◆ Study text:
LEARNING TO SAFEGUARD: Environmental Education at Mundo Amazónico Park

Many cities across the developing world, such as Leticia, the small city that serves as the regional capital of Colombia’s Amazonas Department, grow in high biodiversity areas, in the midst of sensitive ecosystems, ancient cultures and unique species. This is where we tend to see a double split at work between society and nature. On the one hand, urban growth and consumption produce a trail of destruction in the natural and cultural environment, which expands faster and further than the city itself, thus distancing it from nature and from traditional rural societies. On the other hand, urban lifestyles and consumption habits push people away from the territory’s memory, from knowledge of its cultural and biological wealth and from contact with nature as a source of welfare, health and identity. Destruction and oblivion feed off each other, making it hard to find solutions to either one.

◆ Dataset excerpt:
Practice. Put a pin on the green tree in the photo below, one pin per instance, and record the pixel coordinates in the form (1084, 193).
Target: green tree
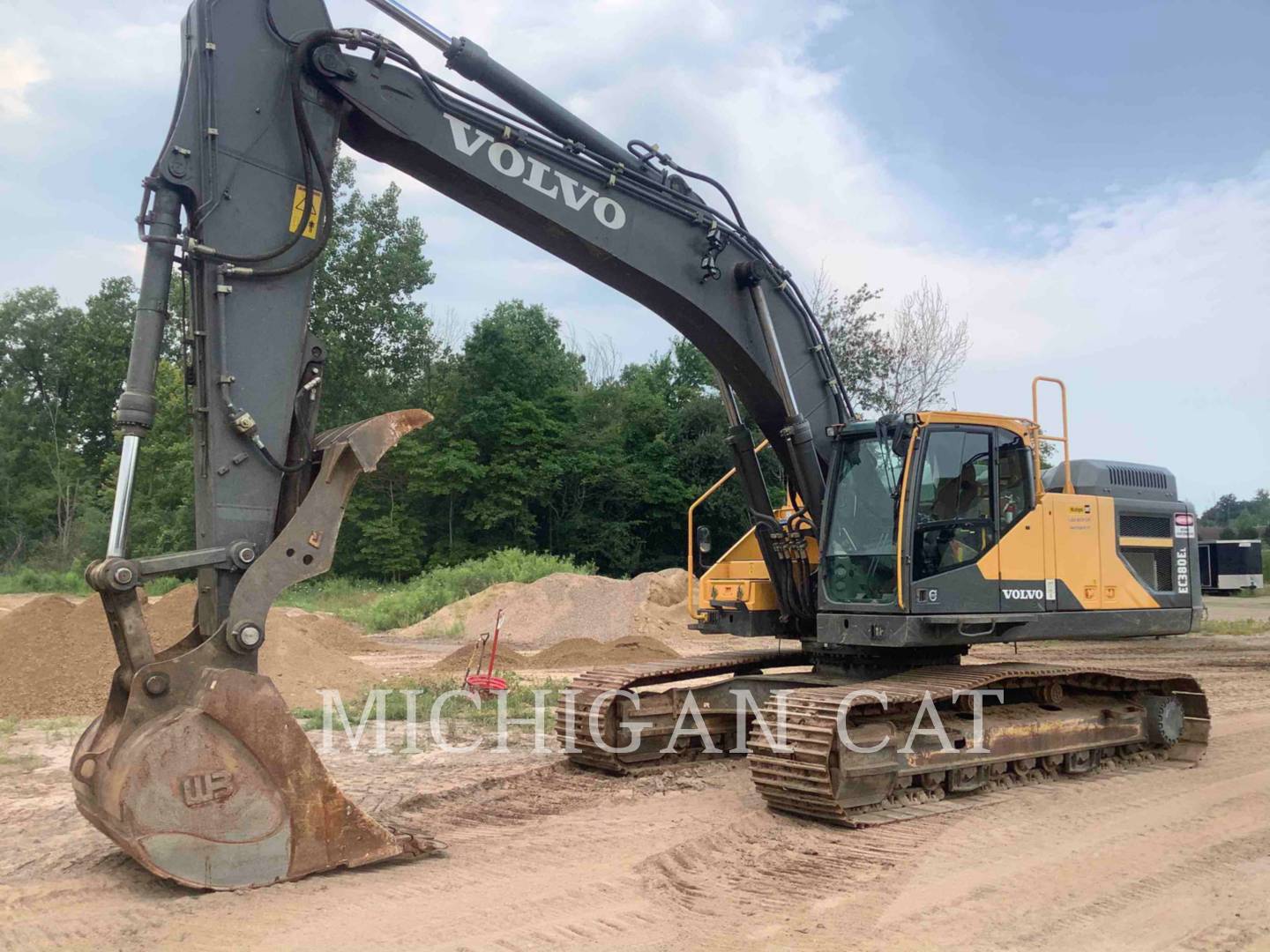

◆ Required action 1:
From the environmental education text, rewrite the passage that begins at the words "Many cities across" and stops after "to either one.", changing "biodiversity" to "biological diversity".
◆ Required action 2:
Extend the text on environmental education at Mundo Amazónico Park, starting right after its final sentence.

◆ Task result 1:
Many cities across the developing world, such as Leticia, the small city that serves as the regional capital of Colombia’s Amazonas Department, grow in high biological diversity areas, in the midst of sensitive ecosystems, ancient cultures and unique species. This is where we tend to see a double split at work between society and nature. On the one hand, urban growth and consumption produce a trail of destruction in the natural and cultural environment, which expands faster and further than the city itself, thus distancing it from nature and from traditional rural societies. On the other hand, urban lifestyles and consumption habits push people away from the territory’s memory, from knowledge of its cultural and biological wealth and from contact with nature as a source of welfare, health and identity. Destruction and oblivion feed off each other, making it hard to find solutions to either one.

◆ Task result 2:
The provision of natural venues designed for their understanding and enjoyment, such as the Mundo Amazónico Ecological Park, underpinned by strategic, creative thinking and responsive to opportunities, unleashes a chain of processes and opportunities that secure their value and success: a tourist attraction appealing to locals to pay attention to their own natural and cultural wealth; a meeting place where indigenous knowledge, academics and citizens talk to each other and work together in concrete and self-sustaining economic and social practices; a flow of visitors in a setting conducive to memory, wonder and enquiry, upon which a process of environmental education unfolds, from the feelings and concerns of the participants themselves; a process that achieves recognition as a location, as agency and as a player, which allows it to bank on fundraising and empowerment to participate and negotiate in shaping public policies.